── Selected excerpt ──

“It’s not a great endorsement of setting IPOs in the U.K.,” said Neil Campling, analyst at Mirabaud Securities. “You have the combination of poor timing, as many ‘at home’ stocks have been under pressure in recent weeks, and the well-publicized deal ‘strike’ by a number of A-list institutional investors.”
Investors are also souring on the fast-growing companies that benefited during the pandemic. Doordash Inc. has slumped 23% this month, and European rivals Just Eat Takeaway.com NV and Delivery Hero SE have also fallen this year.
“The window for tech-driven IPOs just couldn’t be worse,” said Oliver Scharping, a portfolio manager Bantleon AG. “Deliveroo was trying to keep the window open with brute force.” Among the losers in the IPO will be retail investors, who were given the option to buy shares via Deliveroo’s app. Retail investors will only be able to trade the stock from April 7.
Food delivery is most prevalent in China. The price war between Alibaba’s Ele.me and Meituan Dianping is aggressive and keeps prices low. However, no one is under any illusion that it is profitable. Meanwhile both rely on an army of low paid migrant workers, willing to brave traffic and the elements, to make deliveries. This group have no rights. They also reside outside of the Hukou family registry system, so they are effectively anonymous.

───

Could you extract, word for word, the part of the food delivery article starting with "Food delivery is" and going on through "are effectively anonymous."?

── Dataset extract ──

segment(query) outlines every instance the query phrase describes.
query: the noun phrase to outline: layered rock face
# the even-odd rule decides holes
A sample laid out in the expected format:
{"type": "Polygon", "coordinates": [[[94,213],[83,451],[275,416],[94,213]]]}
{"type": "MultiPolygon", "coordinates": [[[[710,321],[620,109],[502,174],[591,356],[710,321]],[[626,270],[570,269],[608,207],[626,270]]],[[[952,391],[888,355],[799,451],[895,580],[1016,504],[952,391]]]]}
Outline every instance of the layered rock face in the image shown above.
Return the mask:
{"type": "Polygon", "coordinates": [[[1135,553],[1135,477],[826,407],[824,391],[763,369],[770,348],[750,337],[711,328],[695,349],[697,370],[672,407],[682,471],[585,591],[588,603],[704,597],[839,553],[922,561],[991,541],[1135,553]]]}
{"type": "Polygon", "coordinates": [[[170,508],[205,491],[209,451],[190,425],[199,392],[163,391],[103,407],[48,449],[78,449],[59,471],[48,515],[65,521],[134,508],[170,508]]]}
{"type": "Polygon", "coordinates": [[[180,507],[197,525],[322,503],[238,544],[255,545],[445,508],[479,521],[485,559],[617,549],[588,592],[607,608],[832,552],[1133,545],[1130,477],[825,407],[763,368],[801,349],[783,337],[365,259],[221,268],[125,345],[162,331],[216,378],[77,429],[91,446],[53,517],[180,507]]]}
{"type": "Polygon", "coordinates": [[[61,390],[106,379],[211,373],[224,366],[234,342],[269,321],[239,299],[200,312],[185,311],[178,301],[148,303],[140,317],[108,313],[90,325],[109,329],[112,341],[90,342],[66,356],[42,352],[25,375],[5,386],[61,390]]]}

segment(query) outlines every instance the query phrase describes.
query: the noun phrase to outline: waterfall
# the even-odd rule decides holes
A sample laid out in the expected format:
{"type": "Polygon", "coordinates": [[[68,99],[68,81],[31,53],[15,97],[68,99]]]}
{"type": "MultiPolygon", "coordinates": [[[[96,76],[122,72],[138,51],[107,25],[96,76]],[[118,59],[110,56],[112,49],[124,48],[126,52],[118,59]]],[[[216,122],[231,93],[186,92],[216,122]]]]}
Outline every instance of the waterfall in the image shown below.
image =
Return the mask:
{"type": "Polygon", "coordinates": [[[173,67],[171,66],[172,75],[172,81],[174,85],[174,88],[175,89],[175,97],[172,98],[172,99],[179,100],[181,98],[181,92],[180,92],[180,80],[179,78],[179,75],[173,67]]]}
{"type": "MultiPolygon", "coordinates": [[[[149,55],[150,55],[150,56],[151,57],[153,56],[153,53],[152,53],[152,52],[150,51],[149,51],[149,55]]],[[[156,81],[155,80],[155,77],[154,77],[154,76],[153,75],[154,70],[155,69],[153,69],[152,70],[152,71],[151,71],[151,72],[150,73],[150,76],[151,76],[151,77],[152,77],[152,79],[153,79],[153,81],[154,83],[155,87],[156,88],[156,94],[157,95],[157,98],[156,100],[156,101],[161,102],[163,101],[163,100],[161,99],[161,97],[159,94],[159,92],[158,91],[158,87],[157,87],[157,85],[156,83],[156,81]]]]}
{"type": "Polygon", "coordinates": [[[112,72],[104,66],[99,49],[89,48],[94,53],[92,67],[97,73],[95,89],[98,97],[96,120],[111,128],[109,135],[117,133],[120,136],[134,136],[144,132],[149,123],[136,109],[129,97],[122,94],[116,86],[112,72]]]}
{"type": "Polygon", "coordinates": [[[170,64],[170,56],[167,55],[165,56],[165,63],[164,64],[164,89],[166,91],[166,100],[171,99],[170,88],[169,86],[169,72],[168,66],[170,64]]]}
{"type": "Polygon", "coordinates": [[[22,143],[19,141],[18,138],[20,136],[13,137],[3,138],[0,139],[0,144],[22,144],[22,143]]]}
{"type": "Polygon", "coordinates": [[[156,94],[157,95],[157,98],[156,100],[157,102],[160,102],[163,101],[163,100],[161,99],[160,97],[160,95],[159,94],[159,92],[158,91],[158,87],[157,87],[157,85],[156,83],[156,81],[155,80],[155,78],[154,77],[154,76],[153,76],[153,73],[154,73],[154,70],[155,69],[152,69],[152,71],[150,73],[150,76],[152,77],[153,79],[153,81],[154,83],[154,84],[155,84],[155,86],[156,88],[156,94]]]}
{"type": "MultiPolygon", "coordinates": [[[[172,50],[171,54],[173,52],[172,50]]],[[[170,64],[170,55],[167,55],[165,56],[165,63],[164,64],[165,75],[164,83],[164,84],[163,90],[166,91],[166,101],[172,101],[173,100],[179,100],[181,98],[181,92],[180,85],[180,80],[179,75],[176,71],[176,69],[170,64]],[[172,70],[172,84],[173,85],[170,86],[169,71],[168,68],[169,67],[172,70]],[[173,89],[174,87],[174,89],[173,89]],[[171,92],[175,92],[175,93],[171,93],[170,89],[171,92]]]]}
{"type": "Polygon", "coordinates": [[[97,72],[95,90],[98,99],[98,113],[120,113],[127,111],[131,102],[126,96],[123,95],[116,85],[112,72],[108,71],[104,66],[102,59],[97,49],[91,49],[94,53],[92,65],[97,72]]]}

───

### Exercise result:
Food delivery is most prevalent in China. The price war between Alibaba’s Ele.me and Meituan Dianping is aggressive and keeps prices low. However, no one is under any illusion that it is profitable. Meanwhile both rely on an army of low paid migrant workers, willing to brave traffic and the elements, to make deliveries. This group have no rights. They also reside outside of the Hukou family registry system, so they are effectively anonymous.